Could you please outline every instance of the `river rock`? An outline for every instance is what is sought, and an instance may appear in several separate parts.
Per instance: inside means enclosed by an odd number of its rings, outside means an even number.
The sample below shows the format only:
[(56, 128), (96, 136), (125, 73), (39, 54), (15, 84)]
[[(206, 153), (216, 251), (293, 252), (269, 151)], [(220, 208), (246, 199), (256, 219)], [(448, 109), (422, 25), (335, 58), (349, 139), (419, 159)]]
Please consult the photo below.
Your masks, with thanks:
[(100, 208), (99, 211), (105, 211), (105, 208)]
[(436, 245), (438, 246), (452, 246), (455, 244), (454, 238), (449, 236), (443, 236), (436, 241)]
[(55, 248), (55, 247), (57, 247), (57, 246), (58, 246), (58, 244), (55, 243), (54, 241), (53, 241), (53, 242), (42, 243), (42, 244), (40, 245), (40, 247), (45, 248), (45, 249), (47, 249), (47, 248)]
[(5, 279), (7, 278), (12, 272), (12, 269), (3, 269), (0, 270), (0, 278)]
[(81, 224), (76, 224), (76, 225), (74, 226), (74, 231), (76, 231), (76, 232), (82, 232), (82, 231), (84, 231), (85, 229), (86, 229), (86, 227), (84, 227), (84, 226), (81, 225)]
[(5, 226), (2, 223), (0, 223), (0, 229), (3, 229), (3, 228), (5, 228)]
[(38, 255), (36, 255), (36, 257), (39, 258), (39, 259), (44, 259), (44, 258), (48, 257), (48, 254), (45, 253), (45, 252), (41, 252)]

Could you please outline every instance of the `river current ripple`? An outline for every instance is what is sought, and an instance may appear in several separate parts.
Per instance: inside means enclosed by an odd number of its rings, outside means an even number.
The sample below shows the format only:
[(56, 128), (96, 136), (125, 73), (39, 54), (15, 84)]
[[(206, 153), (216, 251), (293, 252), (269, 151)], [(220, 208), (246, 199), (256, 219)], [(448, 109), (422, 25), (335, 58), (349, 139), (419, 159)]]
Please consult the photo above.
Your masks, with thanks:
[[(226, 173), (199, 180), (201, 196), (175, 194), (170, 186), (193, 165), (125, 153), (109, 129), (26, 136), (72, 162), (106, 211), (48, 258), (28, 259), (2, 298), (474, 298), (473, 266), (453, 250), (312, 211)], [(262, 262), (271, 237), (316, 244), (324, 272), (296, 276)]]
_ _ _ _ _ _ _
**Task directions**.
Return nothing but the lines from the first line of the listing through the line with "Please consult the photo below.", please, keeping every one of them unchanged.

**Result of this task**.
Could you please outline every instance of the `river rock`? An outline for every instance is what is sought, and an instance may appear in several separate parts.
Per instance: inside means enclosed by an odd number of its rings, outside means an even number.
The sample below shows the format only:
[(56, 128), (96, 136), (125, 73), (39, 54), (15, 84)]
[[(206, 153), (216, 251), (293, 252), (269, 151)], [(220, 208), (246, 199), (256, 219)], [(448, 109), (422, 25), (335, 58), (349, 139), (419, 159)]]
Please consult the photo below.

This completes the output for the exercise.